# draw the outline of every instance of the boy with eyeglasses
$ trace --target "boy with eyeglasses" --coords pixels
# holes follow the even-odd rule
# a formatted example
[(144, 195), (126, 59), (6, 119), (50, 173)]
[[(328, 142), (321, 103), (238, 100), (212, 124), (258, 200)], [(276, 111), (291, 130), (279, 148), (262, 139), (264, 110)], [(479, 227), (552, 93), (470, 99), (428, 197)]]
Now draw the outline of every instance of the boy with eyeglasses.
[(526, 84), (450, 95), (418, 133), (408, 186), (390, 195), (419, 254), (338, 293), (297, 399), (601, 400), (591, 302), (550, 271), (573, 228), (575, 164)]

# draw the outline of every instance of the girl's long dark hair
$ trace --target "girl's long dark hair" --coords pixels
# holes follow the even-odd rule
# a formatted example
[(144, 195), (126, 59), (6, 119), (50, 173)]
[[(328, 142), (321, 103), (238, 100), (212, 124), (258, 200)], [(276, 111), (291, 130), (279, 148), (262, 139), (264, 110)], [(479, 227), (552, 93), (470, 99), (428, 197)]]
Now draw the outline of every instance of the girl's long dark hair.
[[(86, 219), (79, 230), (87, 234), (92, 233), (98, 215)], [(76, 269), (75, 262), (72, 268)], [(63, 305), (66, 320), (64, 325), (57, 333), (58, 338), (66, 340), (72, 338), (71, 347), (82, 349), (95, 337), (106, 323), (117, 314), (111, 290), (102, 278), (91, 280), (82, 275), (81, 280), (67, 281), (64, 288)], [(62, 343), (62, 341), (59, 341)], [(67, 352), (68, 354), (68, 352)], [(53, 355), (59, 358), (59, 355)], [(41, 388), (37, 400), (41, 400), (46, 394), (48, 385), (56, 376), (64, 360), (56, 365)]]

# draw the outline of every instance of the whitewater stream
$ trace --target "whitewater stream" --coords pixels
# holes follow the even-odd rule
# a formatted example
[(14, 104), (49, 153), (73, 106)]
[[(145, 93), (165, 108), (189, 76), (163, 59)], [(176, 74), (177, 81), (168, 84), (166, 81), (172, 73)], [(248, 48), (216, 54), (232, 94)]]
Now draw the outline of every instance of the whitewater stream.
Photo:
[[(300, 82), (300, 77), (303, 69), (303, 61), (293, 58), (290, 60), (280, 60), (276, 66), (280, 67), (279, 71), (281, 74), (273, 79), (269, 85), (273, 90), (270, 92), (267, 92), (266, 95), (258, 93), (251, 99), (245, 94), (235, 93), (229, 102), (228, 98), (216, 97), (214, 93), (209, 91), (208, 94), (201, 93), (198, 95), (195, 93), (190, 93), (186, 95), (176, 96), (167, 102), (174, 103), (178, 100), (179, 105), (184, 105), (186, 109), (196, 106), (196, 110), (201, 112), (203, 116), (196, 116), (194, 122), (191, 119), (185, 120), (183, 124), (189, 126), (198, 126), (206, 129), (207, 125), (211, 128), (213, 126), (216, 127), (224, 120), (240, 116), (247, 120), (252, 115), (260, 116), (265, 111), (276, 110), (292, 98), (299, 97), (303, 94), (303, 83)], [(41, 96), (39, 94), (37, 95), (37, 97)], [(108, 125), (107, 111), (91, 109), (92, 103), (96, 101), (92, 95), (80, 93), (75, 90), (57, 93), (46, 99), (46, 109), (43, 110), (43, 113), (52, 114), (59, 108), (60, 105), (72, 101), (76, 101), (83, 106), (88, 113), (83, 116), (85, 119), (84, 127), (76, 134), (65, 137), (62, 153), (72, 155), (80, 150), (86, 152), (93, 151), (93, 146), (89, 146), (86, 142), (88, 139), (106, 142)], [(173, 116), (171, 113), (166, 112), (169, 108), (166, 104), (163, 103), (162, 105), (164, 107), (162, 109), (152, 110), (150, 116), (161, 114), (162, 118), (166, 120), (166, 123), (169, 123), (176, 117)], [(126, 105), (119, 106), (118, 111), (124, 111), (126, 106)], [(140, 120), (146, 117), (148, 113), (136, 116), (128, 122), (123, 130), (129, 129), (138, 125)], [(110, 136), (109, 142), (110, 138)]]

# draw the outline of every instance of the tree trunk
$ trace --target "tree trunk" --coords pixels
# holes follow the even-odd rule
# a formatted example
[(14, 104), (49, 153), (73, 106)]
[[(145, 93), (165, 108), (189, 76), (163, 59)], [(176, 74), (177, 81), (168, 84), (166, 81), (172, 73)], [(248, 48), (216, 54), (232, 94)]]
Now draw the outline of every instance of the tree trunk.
══════════════════════════════
Could you update all of the records above so that every "even-odd" reads "nonzero", with nothing else changed?

▸ **Result**:
# draw the outline of every instance of the boy with eyeglasses
$ trace --target "boy with eyeglasses" --coords pixels
# holes follow the nonzero rule
# a formatted example
[(144, 195), (126, 59), (6, 119), (50, 173)]
[[(328, 142), (321, 103), (238, 100), (212, 124), (258, 200)], [(276, 111), (291, 130), (279, 148), (262, 139), (264, 110)], [(479, 227), (552, 93), (470, 99), (428, 197)]]
Now draw the outline of every instance of the boy with eyeglasses.
[(526, 84), (450, 95), (418, 133), (408, 186), (390, 195), (419, 254), (338, 293), (297, 399), (601, 400), (591, 302), (550, 271), (573, 228), (575, 164)]

# draw the outline of every instance of the girl's long dark hair
$ trace --target "girl's long dark hair" --coords pixels
# holes follow the nonzero rule
# a formatted example
[(144, 195), (126, 59), (6, 119), (50, 173)]
[[(328, 142), (321, 103), (238, 100), (212, 124), (258, 200)], [(276, 111), (291, 130), (279, 148), (262, 139), (264, 110)], [(479, 227), (552, 93), (470, 99), (428, 197)]]
Now draw the outline of every instance of the girl's long dark hair.
[[(86, 219), (79, 230), (87, 234), (92, 233), (98, 215)], [(76, 269), (75, 262), (72, 268)], [(63, 305), (66, 320), (64, 325), (57, 333), (58, 338), (66, 340), (72, 338), (71, 347), (82, 349), (95, 337), (106, 323), (117, 314), (111, 290), (102, 278), (91, 280), (82, 275), (81, 280), (67, 281), (64, 288)], [(62, 343), (62, 341), (59, 341)], [(67, 352), (68, 354), (68, 352)], [(53, 355), (59, 358), (59, 355)], [(41, 388), (37, 400), (41, 400), (46, 394), (48, 385), (56, 376), (64, 360), (56, 365)]]

# draw the outline of every instance of the whitewater stream
$ trace --target "whitewater stream" --coords pixels
# holes follow the nonzero rule
# a formatted example
[(14, 104), (49, 153), (73, 106)]
[[(145, 93), (165, 108), (189, 76), (163, 59)], [(176, 74), (177, 81), (168, 84), (166, 81), (172, 73)], [(248, 48), (216, 54), (232, 94)]]
Now draw the outline of every instance of the whitewater stream.
Photo:
[[(300, 82), (300, 77), (303, 69), (303, 61), (293, 58), (290, 60), (280, 60), (276, 66), (280, 67), (279, 71), (281, 74), (273, 79), (269, 85), (273, 90), (270, 92), (267, 92), (266, 95), (258, 93), (251, 99), (245, 94), (235, 93), (229, 102), (228, 98), (216, 97), (214, 93), (209, 91), (208, 94), (201, 93), (198, 95), (195, 93), (190, 93), (186, 95), (176, 96), (167, 102), (174, 103), (178, 100), (179, 105), (184, 105), (186, 109), (196, 106), (196, 110), (201, 112), (203, 116), (196, 116), (194, 122), (191, 119), (185, 120), (183, 124), (189, 126), (198, 126), (206, 129), (207, 125), (211, 128), (213, 126), (216, 127), (224, 120), (240, 116), (247, 120), (252, 115), (260, 116), (265, 111), (276, 110), (292, 98), (299, 97), (303, 94), (303, 83)], [(41, 96), (39, 94), (37, 95), (37, 97)], [(108, 125), (107, 111), (91, 109), (92, 103), (96, 101), (92, 95), (80, 93), (75, 90), (57, 93), (46, 99), (46, 109), (43, 110), (43, 113), (52, 114), (59, 108), (60, 105), (72, 101), (76, 101), (83, 106), (88, 113), (83, 116), (85, 119), (84, 127), (76, 134), (65, 137), (62, 153), (72, 155), (80, 150), (86, 152), (93, 151), (93, 146), (89, 146), (86, 142), (88, 139), (106, 142)], [(173, 116), (171, 113), (166, 112), (169, 108), (166, 104), (163, 103), (162, 105), (164, 107), (162, 109), (152, 110), (150, 116), (161, 114), (162, 118), (166, 120), (166, 123), (169, 123), (176, 117)], [(126, 105), (119, 106), (118, 111), (124, 111), (126, 106)], [(140, 120), (146, 117), (148, 113), (136, 116), (128, 122), (123, 130), (129, 129), (138, 125)], [(110, 136), (109, 142), (110, 138)]]

# draw the outline of every instance of the tree trunk
$ trace --target "tree trunk" --coords pixels
# holes follow the nonzero rule
# a formatted example
[(14, 104), (49, 153), (73, 106)]
[[(145, 93), (165, 108), (189, 76), (163, 59)], [(176, 74), (177, 81), (168, 84), (166, 81), (172, 73)], [(248, 48), (216, 54), (232, 94)]]
Now draw the outline of every instance of the tree trunk.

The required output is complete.